→ **To be done**
**a.** Write out the passage of the project overview from "What is 'What" up to and including "for achieving it.".
**b.** For each statement, state whether it agrees with the project overview, answering yes or no and quoting the deciding words of the overview: (i) each piece of content is to be produced in video, audio, and text; (ii) the interview series is planned for 2023; (iii) the planned community participation is expected to feel like an online forum.

→ **Selection**
--

What is 'What Future World?'?
What Future World? is a project to create a better future by developing a detailed vision for an ideal future world and the strategy for achieving it.
Every Monday I'll share an original essay contributing either to the future vision or the execution strategy. How they contribute will vary. I plan to translate the leading ideas in philosophy, politics, technology, design, and a number of other fields into both an accessible form and a format congruent with our desired outcome. Equally, I plan to introduce novel ideas in any of these fields, in part to push our collective thinking but also in a hope that it may prompt deeper research. To achieve as broad a reach as possible, each piece of content will be produced in video (YouTube), audio (Podcast), and text (Blog).
In 2024 I hope to complement these essays with an interview series. I hope to speak with leading thinkers whose work can inform our goal - they imagine an ideal future state and may also have theorised a strategy to achieve it. These could be authors, other thought-leaders, investors, start-up founders, politicians, academics, and researchers. There will be an intentionally broad set of guests, who may possess wildly differing views on the future. In line with our principles, my role as the interviewer will be to foster their vision but also to critically challenge them in areas where their vision encroaches on that of another.
Purpose
It is important to state explicitly that WFW? has a clearly defined aim - we have a specific purpose of developing a vision for the future and strategy for creating it, and the research agenda to inform both. It is equally more focused than a traditional blog and more engaging than a wiki. This is not an academic exercise, it is the most effective approach to executing a clearly defined mission. For more, see 'Why 'What Future World?'?.
In time, I will enable community participation beyond the comment section and feedback form to better execute our mission. This will feel different to an online forum. I hope it will feel more like a distributed organization - an organized collective of individuals working toward a common goal, each contributing what they are able and best placed to do so. Read more on the vision for WFW? below.

--

→ **Extracted data**
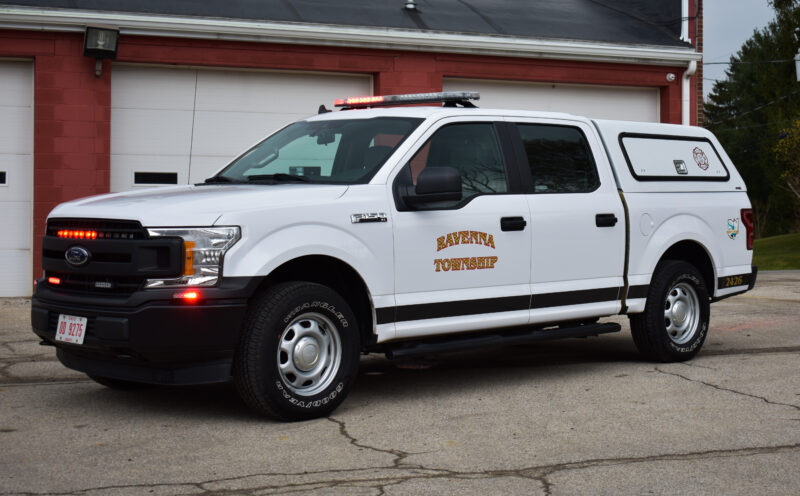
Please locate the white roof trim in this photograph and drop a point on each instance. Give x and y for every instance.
(337, 35)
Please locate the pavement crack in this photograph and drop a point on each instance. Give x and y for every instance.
(379, 482)
(399, 455)
(729, 390)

--

→ **Results**
**a.**
What is 'What Future World?'?
What Future World? is a project to create a better future by developing a detailed vision for an ideal future world and the strategy for achieving it.

**b.**
(i) Yes: "each piece of content will be produced in video (YouTube), audio (Podcast), and text (Blog)."
(ii) No: "In 2024 I hope to complement these essays with an interview series."
(iii) No: "This will feel different to an online forum."